- Data for analysis:
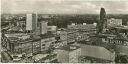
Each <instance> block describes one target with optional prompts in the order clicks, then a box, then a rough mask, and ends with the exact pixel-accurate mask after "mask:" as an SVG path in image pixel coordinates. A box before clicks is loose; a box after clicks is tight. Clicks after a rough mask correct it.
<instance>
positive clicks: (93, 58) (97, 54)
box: [79, 44, 115, 63]
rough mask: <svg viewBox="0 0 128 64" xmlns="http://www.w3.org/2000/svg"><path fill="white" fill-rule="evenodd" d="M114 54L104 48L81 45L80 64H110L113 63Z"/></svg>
mask: <svg viewBox="0 0 128 64" xmlns="http://www.w3.org/2000/svg"><path fill="white" fill-rule="evenodd" d="M114 60H115V53H112V52H110V51H109V50H107V49H105V48H104V47H100V46H91V45H83V44H82V45H81V56H80V57H79V62H80V63H88V62H89V63H110V62H114Z"/></svg>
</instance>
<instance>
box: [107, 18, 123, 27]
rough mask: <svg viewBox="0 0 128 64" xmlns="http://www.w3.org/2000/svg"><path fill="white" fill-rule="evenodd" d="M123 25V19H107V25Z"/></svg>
mask: <svg viewBox="0 0 128 64" xmlns="http://www.w3.org/2000/svg"><path fill="white" fill-rule="evenodd" d="M116 26H122V19H114V18H111V19H107V27H116Z"/></svg>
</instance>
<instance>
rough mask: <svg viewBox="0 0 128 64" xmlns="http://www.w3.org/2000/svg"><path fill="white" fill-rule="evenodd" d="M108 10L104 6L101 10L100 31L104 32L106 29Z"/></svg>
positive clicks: (100, 13)
mask: <svg viewBox="0 0 128 64" xmlns="http://www.w3.org/2000/svg"><path fill="white" fill-rule="evenodd" d="M106 24H107V21H106V12H105V9H104V8H101V10H100V21H99V22H98V27H97V28H98V33H103V32H104V29H105V28H106Z"/></svg>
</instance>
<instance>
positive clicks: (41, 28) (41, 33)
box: [41, 21, 48, 34]
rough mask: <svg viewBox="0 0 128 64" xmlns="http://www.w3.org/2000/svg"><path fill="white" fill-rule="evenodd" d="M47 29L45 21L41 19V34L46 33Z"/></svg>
mask: <svg viewBox="0 0 128 64" xmlns="http://www.w3.org/2000/svg"><path fill="white" fill-rule="evenodd" d="M47 31H48V26H47V22H45V21H42V22H41V34H46V33H47Z"/></svg>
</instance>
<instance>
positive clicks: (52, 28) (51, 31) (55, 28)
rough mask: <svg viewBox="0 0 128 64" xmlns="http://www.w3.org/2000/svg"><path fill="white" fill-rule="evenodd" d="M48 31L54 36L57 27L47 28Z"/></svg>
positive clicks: (52, 26)
mask: <svg viewBox="0 0 128 64" xmlns="http://www.w3.org/2000/svg"><path fill="white" fill-rule="evenodd" d="M48 31H49V32H51V33H53V34H56V32H57V26H48Z"/></svg>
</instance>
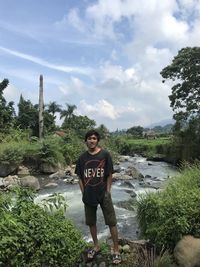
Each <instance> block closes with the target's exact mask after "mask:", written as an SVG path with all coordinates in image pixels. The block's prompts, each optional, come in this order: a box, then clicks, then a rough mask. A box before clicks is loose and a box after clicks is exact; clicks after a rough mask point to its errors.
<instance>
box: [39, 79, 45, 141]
mask: <svg viewBox="0 0 200 267" xmlns="http://www.w3.org/2000/svg"><path fill="white" fill-rule="evenodd" d="M43 131H44V99H43V76H42V75H40V88H39V138H40V139H41V138H42V137H43Z"/></svg>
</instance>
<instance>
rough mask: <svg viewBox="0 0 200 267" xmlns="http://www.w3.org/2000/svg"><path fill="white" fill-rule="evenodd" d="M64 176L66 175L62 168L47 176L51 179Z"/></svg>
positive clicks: (58, 177) (56, 178) (62, 177)
mask: <svg viewBox="0 0 200 267" xmlns="http://www.w3.org/2000/svg"><path fill="white" fill-rule="evenodd" d="M64 177H66V173H65V171H64V170H58V171H57V172H55V173H52V174H50V175H49V178H51V179H62V178H64Z"/></svg>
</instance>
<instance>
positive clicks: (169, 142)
mask: <svg viewBox="0 0 200 267" xmlns="http://www.w3.org/2000/svg"><path fill="white" fill-rule="evenodd" d="M114 140H115V144H116V147H117V150H118V152H119V153H120V154H123V155H134V154H142V155H145V156H149V155H151V156H153V155H156V154H163V153H165V151H166V149H167V147H168V145H169V144H170V143H171V138H169V137H168V138H166V137H164V138H156V139H141V138H140V139H138V138H126V137H117V138H115V139H114Z"/></svg>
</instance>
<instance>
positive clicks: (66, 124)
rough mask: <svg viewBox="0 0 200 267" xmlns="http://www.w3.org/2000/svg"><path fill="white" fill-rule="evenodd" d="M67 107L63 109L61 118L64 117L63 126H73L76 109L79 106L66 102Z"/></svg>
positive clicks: (61, 110)
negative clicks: (66, 102)
mask: <svg viewBox="0 0 200 267" xmlns="http://www.w3.org/2000/svg"><path fill="white" fill-rule="evenodd" d="M66 106H67V109H64V110H61V112H60V119H62V118H64V122H63V124H62V127H63V128H71V126H72V125H73V117H74V110H75V109H76V108H77V107H76V105H70V104H68V103H66Z"/></svg>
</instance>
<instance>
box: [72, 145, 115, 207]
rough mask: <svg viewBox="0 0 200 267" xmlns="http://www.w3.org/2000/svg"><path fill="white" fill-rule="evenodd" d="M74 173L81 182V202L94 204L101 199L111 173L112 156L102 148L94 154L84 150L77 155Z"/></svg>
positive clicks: (102, 198)
mask: <svg viewBox="0 0 200 267" xmlns="http://www.w3.org/2000/svg"><path fill="white" fill-rule="evenodd" d="M75 173H76V174H77V175H78V176H79V178H80V179H81V180H82V182H83V186H84V192H83V202H84V203H85V204H89V205H92V206H96V205H98V203H101V201H102V200H103V197H104V194H105V191H106V186H107V178H108V176H109V175H110V174H111V173H113V162H112V158H111V156H110V154H109V153H108V151H106V150H104V149H101V150H100V151H99V152H98V153H97V154H95V155H91V154H90V153H89V152H88V151H86V152H84V153H83V154H82V155H81V156H80V157H79V159H78V161H77V164H76V169H75Z"/></svg>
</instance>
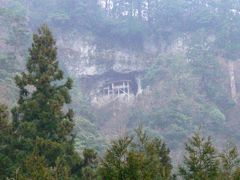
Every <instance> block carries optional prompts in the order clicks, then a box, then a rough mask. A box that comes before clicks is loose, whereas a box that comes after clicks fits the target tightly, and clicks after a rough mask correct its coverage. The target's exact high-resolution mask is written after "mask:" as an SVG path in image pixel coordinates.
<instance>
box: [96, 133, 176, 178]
mask: <svg viewBox="0 0 240 180" xmlns="http://www.w3.org/2000/svg"><path fill="white" fill-rule="evenodd" d="M171 169H172V165H171V160H170V157H169V149H168V148H167V147H166V144H165V143H163V142H162V141H161V140H160V139H152V138H149V137H148V136H147V135H146V133H145V132H144V131H143V130H142V129H141V128H140V129H137V130H136V136H135V138H133V137H129V136H126V137H124V138H120V139H118V140H116V141H113V143H112V145H111V148H110V149H108V150H107V152H106V155H105V157H104V159H103V160H102V162H101V164H100V170H99V172H100V175H101V176H102V178H105V179H170V177H171Z"/></svg>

- Exercise directions:
Select and copy each line from the data that includes the word "before".

- Solution to this exercise:
Each <instance> block describes one target with optional prompts in the order clicks, then a box, then a rough mask, and ends with the exact pixel-accurate mask after "mask:" as an SVG path in image pixel coordinates. A box before clicks is loose; a box after clicks is tight. Clicks after a rough mask correct it.
Each <instance> block closes with the target's exact mask after "mask:", written as an SVG path with all coordinates in image pixels. The block's prompts, each optional, come in this order: a box, then clicks, then a rough mask. A box before clicks is loose and a box after clicks is exact; clicks after a rough mask point to its errors.
Every <instance> block carries optional prompts in the order clicks, then a box, then a rough mask. A box that comes before clicks is loose, whereas a box that comes after clicks fits the target tightly, and clicks after a rough mask correct its coverage. The target's exact high-resolution mask is written after "mask:" as an SVG path in image pixel coordinates.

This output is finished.